# [Istruzioni]
- 1) Elenca tutte le persone citate per nome nel brano sulle riforme al Senato.
- 2) Riassumi in due frasi il brano sulle riforme al Senato.

# [Brano fornito]
########################################

ITALIA - Riforme: asse Pdl-Lega, Pd e Idv sull'Aventino

Il Centrosinistra ha lasciato l'Aula, ma il centrodestra ha votato.
Giovedì, 19 Luglio 2012 - Bilancio ancora decisamente in rosso per riforme e legge elettorale.
Sul ddl costituzionale, i senatori di Partito democratico e Italia dei valori hanno messo in pratica l’Aventino  minacciato il 18 luglio e hanno abbandonato l'Aula di Palazzo Madama per protestare contro la decisione di Popolo della libertà e Lega di andare comunque avanti con le votazioni su presidenzialismo e Senato federale.
E questo nonostante i senatori Luigi Compagna e Franca Chiaromonte avessero deciso di ritirare l'emendamento della 'discordia': quello che punta a rafforzare l'immunità parlamentare.
FERMATO IL COMITATO RISTRETTO. Il Comitato ristretto, quello che secondo la Conferenza dei capigruppo avrebbe dovuto mettere a punto un testo da proporre all'Assemblea entro 14 giorni, ha fatto sapere di non poter presentare un testo base neanche la settimana del 23 luglio.
«Mercoledì faremo una relazione sulle diverse posizioni, ma per il testo si dovrà ancora attendere», ha detto il relatore Enzo Bianco (Pd).

########################################

# [Dati grezzi]
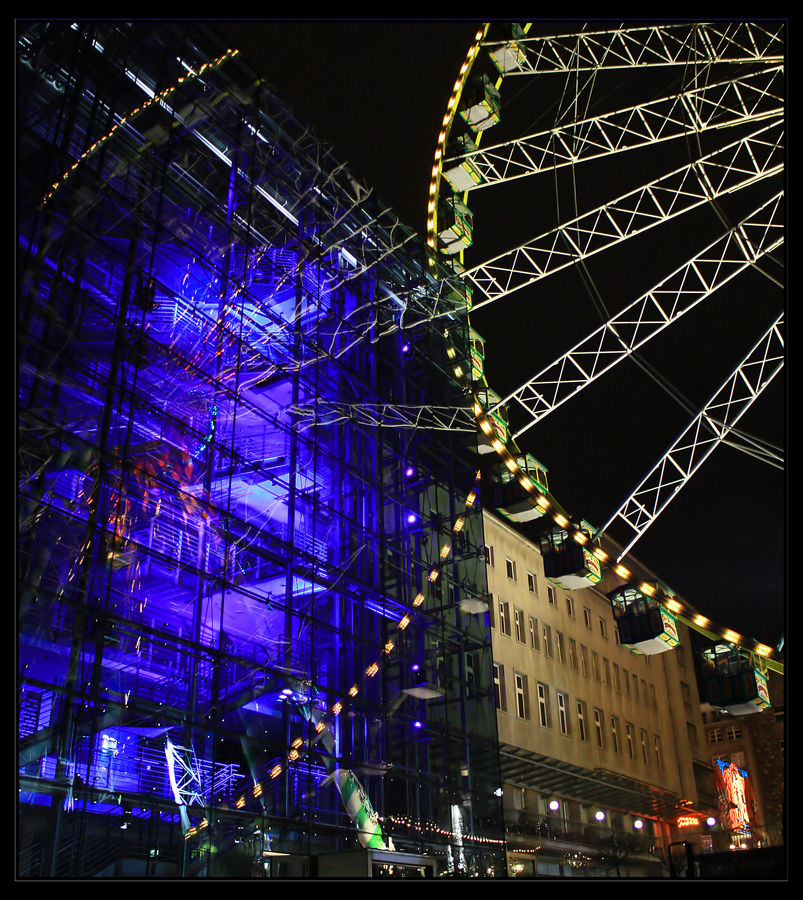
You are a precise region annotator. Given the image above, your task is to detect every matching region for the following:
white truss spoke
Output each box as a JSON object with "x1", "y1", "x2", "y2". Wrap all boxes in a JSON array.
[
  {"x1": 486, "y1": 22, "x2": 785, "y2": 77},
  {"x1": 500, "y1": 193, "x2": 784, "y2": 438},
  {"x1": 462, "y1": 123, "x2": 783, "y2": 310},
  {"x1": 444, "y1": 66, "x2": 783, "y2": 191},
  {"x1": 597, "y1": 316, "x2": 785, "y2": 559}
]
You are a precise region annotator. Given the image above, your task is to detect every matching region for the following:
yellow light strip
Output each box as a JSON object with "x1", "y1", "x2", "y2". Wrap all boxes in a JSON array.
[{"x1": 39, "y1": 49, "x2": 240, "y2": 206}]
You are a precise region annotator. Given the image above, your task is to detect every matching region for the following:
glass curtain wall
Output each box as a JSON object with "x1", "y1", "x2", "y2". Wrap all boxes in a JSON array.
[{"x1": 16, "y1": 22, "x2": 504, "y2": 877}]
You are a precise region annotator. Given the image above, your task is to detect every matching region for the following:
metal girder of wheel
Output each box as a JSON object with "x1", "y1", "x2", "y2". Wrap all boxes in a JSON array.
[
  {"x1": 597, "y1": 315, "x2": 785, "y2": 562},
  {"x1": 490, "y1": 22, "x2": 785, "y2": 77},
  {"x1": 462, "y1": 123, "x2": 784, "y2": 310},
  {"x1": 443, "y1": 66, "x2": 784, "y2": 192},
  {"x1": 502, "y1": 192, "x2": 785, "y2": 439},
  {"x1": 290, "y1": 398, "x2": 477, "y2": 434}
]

########################################

# [Soluzioni]
- 1) Luigi Compagna, Franca Chiaromonte, Enzo Bianco

- 2) I senatori di Pd e Idv hanno abbandonato l'Aula di Palazzo Madama per protestare contro la decisione di Pdl e Lega di andare avanti con le votazioni su presidenzialismo e Senato federale, nonostante il ritiro dell'emendamento sull'immunità parlamentare. Il Comitato ristretto ha fatto sapere di non poter presentare un testo base neanche la settimana del 23 luglio.